──────── DATA PROVIDED ────────

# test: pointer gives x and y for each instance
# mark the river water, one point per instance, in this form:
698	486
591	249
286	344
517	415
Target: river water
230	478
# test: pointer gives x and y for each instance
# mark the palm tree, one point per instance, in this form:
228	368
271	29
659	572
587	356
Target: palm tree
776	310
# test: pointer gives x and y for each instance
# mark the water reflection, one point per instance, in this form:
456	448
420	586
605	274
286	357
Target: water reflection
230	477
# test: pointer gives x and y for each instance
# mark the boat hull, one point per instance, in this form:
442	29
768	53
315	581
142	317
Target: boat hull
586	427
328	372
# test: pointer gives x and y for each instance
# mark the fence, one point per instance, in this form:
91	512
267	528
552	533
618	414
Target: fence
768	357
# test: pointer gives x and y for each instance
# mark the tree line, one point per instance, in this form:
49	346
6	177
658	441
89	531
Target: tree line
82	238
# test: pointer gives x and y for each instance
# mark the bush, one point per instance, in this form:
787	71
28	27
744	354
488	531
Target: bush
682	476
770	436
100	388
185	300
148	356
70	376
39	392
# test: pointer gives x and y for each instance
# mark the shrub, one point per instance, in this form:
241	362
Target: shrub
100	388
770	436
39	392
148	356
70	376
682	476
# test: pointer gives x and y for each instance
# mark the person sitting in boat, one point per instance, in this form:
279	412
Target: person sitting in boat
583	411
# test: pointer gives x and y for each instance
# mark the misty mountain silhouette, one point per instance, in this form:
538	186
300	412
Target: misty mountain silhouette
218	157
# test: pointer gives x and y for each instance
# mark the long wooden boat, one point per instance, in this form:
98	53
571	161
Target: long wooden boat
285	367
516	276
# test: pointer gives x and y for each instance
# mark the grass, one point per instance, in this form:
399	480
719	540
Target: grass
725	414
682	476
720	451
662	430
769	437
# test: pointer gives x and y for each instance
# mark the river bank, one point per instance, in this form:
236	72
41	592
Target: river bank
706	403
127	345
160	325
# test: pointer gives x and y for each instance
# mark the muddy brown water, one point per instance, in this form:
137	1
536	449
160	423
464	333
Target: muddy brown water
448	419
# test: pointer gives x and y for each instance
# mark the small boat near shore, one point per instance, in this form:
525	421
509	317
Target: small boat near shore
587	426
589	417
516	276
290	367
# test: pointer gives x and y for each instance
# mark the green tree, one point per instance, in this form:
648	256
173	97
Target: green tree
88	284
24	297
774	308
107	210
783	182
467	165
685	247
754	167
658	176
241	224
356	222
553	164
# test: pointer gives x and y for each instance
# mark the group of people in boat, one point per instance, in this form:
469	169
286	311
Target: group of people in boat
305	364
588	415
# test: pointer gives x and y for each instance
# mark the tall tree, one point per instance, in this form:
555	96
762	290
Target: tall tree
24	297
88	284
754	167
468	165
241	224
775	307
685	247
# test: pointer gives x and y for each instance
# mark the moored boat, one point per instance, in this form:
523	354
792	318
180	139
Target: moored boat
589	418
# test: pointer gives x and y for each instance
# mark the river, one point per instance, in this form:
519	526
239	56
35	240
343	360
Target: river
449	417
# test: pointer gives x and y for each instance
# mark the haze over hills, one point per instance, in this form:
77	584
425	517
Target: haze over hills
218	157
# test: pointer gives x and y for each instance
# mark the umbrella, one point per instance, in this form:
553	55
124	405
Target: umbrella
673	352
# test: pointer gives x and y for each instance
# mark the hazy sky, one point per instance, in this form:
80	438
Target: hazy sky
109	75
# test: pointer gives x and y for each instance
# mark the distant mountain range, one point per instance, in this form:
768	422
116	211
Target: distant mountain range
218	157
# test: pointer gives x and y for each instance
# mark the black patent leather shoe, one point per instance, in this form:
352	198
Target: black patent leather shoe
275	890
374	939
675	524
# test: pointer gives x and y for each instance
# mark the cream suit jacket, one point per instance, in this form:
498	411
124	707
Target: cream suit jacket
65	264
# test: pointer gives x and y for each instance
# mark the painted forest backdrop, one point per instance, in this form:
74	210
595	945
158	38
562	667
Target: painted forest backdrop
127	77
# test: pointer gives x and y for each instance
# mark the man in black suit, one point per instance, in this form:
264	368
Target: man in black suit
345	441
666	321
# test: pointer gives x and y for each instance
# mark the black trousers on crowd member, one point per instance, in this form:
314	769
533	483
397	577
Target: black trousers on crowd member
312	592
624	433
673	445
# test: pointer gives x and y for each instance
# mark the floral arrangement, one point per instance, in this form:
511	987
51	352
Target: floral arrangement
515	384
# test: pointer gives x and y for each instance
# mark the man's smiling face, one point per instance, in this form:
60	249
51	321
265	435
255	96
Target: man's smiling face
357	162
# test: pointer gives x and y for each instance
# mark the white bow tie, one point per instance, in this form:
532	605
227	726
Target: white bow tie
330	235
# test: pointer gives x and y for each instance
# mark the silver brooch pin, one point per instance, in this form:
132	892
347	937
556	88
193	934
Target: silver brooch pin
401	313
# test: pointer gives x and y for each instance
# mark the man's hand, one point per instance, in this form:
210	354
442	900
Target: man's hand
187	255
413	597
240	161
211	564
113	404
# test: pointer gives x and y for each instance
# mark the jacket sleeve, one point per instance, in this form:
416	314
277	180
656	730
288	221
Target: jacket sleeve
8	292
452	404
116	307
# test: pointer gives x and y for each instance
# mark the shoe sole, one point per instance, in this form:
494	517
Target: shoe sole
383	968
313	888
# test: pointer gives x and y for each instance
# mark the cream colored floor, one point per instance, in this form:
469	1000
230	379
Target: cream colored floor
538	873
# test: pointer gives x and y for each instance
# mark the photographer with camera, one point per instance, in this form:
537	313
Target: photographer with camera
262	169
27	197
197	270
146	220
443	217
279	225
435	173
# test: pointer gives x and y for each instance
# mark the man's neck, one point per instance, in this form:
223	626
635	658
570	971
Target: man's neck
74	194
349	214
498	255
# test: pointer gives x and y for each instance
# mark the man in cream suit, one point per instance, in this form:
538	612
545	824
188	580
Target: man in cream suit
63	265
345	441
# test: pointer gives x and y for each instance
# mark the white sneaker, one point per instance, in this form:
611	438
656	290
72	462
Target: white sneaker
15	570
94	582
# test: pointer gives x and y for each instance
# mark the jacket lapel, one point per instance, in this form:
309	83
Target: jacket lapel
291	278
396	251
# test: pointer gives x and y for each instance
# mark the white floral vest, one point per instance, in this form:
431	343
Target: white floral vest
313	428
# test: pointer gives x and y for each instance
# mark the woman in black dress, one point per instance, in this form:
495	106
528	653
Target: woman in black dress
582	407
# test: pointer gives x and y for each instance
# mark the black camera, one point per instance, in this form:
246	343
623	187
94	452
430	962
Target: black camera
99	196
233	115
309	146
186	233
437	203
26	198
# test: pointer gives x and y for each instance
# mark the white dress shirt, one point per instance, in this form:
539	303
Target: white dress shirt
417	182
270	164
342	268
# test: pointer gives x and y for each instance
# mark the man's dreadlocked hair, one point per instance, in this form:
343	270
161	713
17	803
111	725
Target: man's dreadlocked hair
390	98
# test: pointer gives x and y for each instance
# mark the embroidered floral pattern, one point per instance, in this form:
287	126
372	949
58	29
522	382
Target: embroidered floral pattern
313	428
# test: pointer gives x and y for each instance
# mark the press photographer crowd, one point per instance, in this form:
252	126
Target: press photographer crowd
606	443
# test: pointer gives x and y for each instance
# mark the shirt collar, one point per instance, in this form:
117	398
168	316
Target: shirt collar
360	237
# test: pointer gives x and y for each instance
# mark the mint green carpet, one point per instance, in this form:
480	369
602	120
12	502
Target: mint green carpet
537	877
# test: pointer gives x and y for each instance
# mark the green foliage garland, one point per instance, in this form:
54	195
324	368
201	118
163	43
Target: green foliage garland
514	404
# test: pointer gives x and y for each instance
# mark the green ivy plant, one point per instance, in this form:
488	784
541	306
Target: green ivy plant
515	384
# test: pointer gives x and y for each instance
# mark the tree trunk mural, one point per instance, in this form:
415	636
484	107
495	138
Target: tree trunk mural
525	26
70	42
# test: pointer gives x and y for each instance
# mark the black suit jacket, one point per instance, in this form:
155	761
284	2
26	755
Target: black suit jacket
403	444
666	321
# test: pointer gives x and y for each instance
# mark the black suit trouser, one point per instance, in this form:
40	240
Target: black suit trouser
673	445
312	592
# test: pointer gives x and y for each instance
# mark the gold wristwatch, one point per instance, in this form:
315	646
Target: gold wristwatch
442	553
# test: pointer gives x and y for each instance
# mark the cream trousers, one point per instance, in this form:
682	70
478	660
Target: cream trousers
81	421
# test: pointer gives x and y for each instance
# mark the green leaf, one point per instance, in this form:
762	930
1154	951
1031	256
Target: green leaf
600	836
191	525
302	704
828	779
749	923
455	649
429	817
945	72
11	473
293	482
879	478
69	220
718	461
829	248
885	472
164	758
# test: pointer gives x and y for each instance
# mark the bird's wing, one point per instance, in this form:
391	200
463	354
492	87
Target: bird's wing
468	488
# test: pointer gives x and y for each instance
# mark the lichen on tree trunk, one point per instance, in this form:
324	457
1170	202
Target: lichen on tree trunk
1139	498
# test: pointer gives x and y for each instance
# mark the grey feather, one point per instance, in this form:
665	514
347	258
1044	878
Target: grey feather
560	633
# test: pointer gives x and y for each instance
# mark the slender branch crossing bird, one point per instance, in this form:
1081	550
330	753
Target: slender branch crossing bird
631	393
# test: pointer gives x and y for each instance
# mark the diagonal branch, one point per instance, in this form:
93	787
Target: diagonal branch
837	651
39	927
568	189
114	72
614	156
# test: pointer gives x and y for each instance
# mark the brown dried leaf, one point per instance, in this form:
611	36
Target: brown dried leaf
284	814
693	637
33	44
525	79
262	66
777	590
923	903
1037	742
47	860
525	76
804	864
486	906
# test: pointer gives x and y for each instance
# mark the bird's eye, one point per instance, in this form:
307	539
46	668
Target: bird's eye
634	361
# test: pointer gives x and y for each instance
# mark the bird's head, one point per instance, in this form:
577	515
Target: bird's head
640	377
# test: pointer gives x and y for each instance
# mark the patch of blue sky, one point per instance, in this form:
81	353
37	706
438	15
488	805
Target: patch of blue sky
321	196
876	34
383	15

────────

Report how many lines of the material above contain the word "feather", matching case exactly, and give only the number.

2